» **Stated exercise**
Could you turn the lines of the material, starting at the line that contains "row of poplar" and ending at the final line of the material, into a JSON list of strings with one string per line and no blank lines?

——

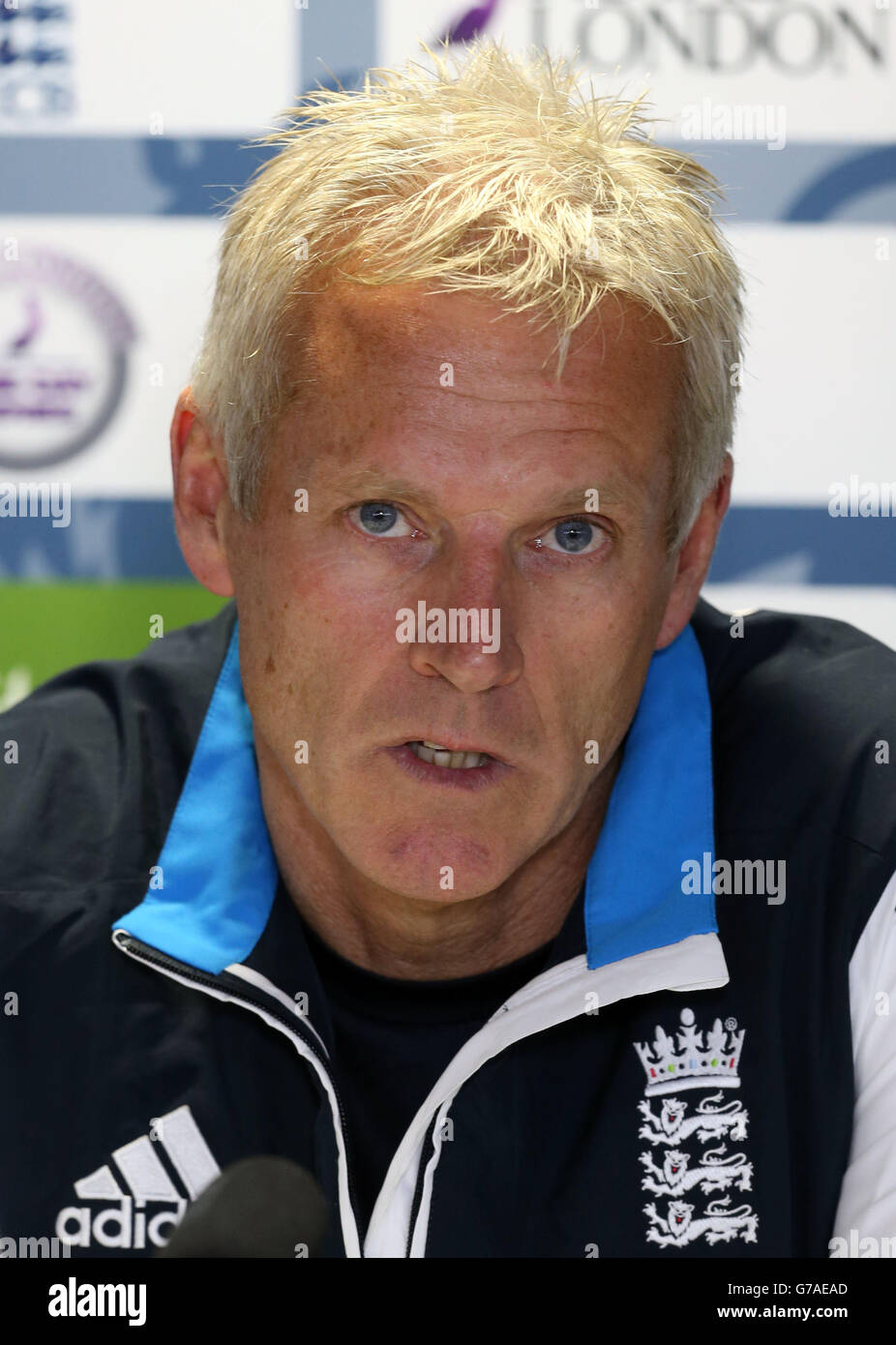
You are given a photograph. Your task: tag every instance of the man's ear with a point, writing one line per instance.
(695, 557)
(200, 497)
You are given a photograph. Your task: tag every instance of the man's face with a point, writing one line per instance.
(444, 467)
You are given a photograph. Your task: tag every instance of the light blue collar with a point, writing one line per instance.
(211, 890)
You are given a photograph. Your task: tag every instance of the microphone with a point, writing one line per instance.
(258, 1207)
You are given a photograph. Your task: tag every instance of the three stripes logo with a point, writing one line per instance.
(167, 1168)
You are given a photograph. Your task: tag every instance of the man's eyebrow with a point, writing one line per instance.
(382, 486)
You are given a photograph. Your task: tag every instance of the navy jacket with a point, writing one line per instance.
(678, 1082)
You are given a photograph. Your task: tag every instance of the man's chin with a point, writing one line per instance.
(433, 865)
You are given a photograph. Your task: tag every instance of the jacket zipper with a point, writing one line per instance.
(202, 978)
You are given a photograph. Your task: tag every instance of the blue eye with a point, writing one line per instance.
(574, 537)
(379, 518)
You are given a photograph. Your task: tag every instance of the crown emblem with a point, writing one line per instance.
(700, 1059)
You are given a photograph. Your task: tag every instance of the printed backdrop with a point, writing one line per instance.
(126, 131)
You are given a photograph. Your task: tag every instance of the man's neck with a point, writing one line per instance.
(419, 939)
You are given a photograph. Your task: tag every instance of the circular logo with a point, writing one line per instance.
(64, 357)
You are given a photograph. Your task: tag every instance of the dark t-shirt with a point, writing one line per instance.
(393, 1038)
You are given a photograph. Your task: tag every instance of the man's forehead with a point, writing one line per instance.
(371, 327)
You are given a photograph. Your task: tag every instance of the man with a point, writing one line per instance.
(467, 858)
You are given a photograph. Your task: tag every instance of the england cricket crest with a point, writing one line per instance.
(678, 1128)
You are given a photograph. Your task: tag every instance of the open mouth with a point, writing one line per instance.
(437, 755)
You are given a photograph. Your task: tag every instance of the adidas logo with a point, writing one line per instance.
(137, 1177)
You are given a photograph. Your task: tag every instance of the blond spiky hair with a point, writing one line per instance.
(495, 176)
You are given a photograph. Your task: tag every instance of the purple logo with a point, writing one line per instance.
(471, 23)
(64, 354)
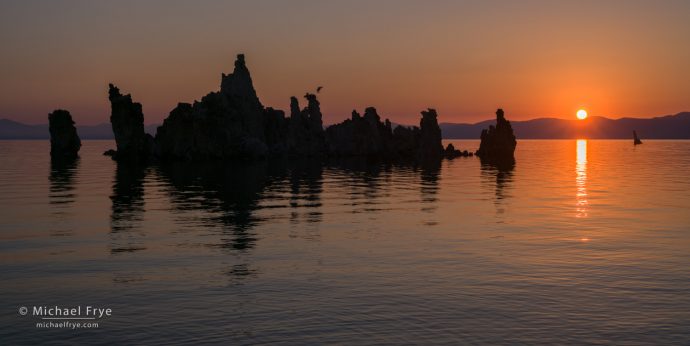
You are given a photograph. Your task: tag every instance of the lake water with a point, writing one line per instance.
(581, 242)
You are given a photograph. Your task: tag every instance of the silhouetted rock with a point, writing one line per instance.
(636, 140)
(361, 136)
(64, 141)
(498, 142)
(430, 136)
(224, 124)
(232, 123)
(306, 137)
(127, 120)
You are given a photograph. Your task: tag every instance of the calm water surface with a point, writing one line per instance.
(581, 242)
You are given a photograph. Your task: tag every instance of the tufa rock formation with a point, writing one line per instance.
(232, 123)
(64, 141)
(497, 143)
(306, 137)
(127, 120)
(430, 141)
(636, 140)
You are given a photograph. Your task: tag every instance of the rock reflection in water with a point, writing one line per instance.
(127, 209)
(500, 172)
(61, 196)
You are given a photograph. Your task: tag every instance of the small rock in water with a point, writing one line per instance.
(64, 141)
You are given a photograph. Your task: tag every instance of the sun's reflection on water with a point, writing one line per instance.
(581, 178)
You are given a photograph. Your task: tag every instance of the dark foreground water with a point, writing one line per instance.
(581, 242)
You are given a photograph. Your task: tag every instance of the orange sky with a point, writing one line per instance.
(533, 58)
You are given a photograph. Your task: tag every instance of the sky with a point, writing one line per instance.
(464, 58)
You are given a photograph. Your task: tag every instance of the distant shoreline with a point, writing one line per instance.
(664, 127)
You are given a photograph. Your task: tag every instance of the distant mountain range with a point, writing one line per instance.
(664, 127)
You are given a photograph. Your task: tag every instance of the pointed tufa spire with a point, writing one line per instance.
(127, 120)
(239, 84)
(498, 142)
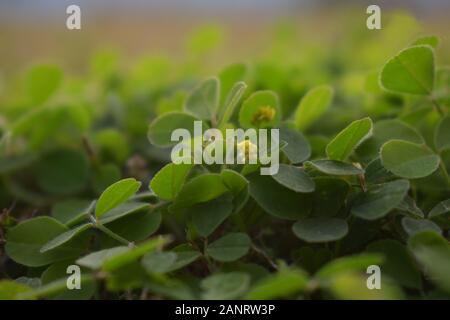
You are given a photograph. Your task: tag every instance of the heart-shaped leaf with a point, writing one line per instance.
(408, 160)
(203, 102)
(294, 178)
(380, 200)
(260, 110)
(333, 167)
(116, 194)
(230, 247)
(312, 106)
(410, 71)
(342, 146)
(316, 230)
(169, 180)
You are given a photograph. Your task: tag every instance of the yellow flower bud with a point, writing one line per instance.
(264, 114)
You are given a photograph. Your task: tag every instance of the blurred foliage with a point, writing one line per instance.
(307, 233)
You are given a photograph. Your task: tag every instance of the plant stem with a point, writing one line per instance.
(438, 107)
(110, 233)
(265, 256)
(444, 171)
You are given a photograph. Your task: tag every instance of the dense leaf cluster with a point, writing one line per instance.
(83, 185)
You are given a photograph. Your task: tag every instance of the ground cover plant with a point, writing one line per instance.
(86, 177)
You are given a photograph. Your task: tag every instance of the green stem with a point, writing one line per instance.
(438, 107)
(110, 233)
(444, 171)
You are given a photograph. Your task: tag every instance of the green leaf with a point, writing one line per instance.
(135, 226)
(116, 194)
(230, 247)
(380, 199)
(224, 286)
(333, 167)
(123, 210)
(410, 71)
(234, 181)
(24, 242)
(117, 257)
(432, 41)
(312, 106)
(54, 287)
(124, 258)
(413, 226)
(208, 216)
(200, 189)
(185, 256)
(427, 239)
(408, 160)
(158, 262)
(160, 130)
(409, 206)
(10, 290)
(104, 176)
(70, 212)
(42, 81)
(343, 145)
(169, 180)
(433, 253)
(234, 96)
(329, 197)
(440, 209)
(62, 172)
(65, 237)
(353, 286)
(203, 102)
(442, 134)
(317, 230)
(278, 200)
(58, 272)
(286, 282)
(96, 259)
(260, 110)
(386, 130)
(229, 77)
(294, 178)
(398, 264)
(297, 149)
(345, 264)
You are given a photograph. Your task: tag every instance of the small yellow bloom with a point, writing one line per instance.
(246, 151)
(264, 114)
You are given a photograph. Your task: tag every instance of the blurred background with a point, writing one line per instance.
(34, 30)
(97, 89)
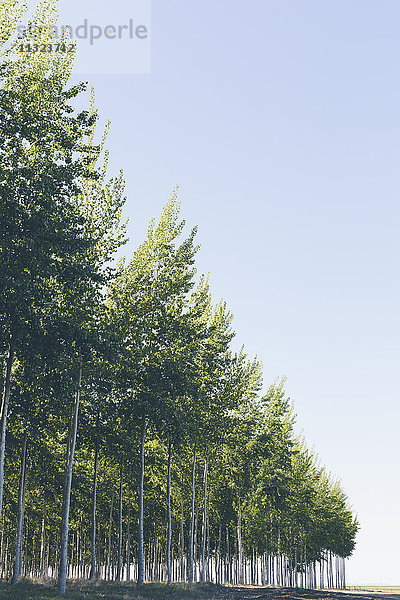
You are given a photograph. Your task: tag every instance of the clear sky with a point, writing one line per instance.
(279, 119)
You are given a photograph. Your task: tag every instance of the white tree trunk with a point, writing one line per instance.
(204, 531)
(62, 574)
(119, 565)
(3, 416)
(20, 519)
(140, 579)
(169, 521)
(240, 547)
(94, 502)
(191, 542)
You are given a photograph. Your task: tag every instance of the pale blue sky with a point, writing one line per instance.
(279, 119)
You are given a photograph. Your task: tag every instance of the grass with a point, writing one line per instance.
(376, 588)
(108, 591)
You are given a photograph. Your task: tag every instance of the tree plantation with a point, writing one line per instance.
(136, 444)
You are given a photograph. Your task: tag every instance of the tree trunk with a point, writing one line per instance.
(43, 544)
(20, 519)
(94, 502)
(128, 544)
(240, 547)
(119, 565)
(62, 575)
(182, 545)
(204, 531)
(191, 542)
(109, 539)
(169, 521)
(3, 415)
(140, 579)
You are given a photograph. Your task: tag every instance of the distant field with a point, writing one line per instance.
(379, 588)
(152, 591)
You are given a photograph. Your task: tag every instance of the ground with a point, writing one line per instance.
(114, 591)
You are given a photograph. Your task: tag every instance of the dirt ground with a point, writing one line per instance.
(114, 591)
(266, 593)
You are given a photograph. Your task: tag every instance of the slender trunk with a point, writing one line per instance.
(191, 542)
(204, 532)
(62, 576)
(109, 539)
(240, 548)
(94, 503)
(42, 544)
(169, 521)
(140, 579)
(119, 565)
(3, 415)
(182, 544)
(20, 519)
(128, 544)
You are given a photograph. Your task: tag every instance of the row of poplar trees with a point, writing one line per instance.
(134, 443)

——

» **Solution to this problem**
[
  "You are given a photograph. Your task: tag every instance of the row of poplar trees with a point, writing one line per instance.",
  "(134, 443)"
]